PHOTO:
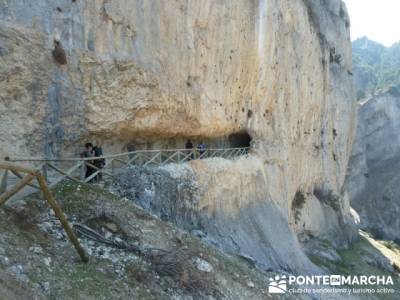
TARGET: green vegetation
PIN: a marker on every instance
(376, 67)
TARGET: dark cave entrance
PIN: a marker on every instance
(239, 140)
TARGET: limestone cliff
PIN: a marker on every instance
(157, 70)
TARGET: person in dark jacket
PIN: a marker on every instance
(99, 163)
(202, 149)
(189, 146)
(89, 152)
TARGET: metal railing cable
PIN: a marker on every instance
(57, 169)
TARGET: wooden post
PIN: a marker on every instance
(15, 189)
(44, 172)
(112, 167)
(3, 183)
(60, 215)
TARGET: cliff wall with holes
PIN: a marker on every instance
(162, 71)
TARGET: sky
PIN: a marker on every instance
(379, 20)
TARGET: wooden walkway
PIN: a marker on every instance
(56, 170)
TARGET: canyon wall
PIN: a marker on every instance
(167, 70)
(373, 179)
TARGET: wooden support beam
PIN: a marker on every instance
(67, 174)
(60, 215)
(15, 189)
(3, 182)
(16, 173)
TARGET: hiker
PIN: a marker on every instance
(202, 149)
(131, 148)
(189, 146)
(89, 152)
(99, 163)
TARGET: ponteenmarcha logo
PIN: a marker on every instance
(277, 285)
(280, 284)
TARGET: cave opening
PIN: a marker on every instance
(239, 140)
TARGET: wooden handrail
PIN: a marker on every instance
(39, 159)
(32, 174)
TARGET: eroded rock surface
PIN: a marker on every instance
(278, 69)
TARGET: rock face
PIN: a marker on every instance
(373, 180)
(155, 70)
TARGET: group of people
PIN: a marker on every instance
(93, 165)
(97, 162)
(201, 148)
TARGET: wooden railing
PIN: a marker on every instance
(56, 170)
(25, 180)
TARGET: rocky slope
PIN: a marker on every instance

> [What to produce]: Reproduce the material in its entirety and word for word, without the pictures.

> [Right answer]:
PHOTO:
TARGET: green vegetation
PIN: a marker on every instance
(376, 67)
TARGET: dark cave entrance
PIN: a marker on every instance
(239, 140)
TARGET: limestone cliff
PIN: a marker on every instance
(157, 70)
TARGET: person in dark jacket
PIN: a marker on every instance
(99, 163)
(202, 149)
(189, 146)
(89, 152)
TARGET: metal railing cable
PIN: a marker on every instance
(57, 169)
TARGET: wooden post
PIN: a marker on every instance
(15, 189)
(44, 172)
(112, 167)
(3, 183)
(60, 215)
TARGET: cliff wall with holes
PIN: a marker on every instance
(162, 71)
TARGET: sky
PIN: a marker on every instance
(379, 20)
TARGET: wooden walkway
PIN: a marker on every instance
(56, 170)
TARGET: canyon wall
PIN: a marker on every instance
(167, 70)
(373, 179)
TARGET: wooden support beam
PIN: a marker on every instance
(67, 174)
(60, 215)
(15, 189)
(3, 182)
(16, 173)
TARGET: hiker
PIN: a marker on every instance
(202, 149)
(131, 148)
(189, 146)
(89, 152)
(99, 163)
TARGET: ponteenmarcha logo
PIN: a marker on every instance
(277, 285)
(280, 284)
TARGET: cave opening
PIN: a marker on every instance
(239, 140)
TARGET: wooden handrail
PIN: a marker on every instance
(39, 159)
(32, 174)
TARGET: eroded rock surface
PIN: a marker on every instance
(278, 69)
TARGET: rock face
PIN: a marker on every instance
(373, 180)
(155, 70)
TARGET: group of people
PIN: a marker on every instance
(93, 165)
(97, 162)
(201, 148)
TARGET: wooden railing
PIN: a marker on every instance
(56, 170)
(25, 180)
TARGET: rocky slope
PIN: a marker on every instance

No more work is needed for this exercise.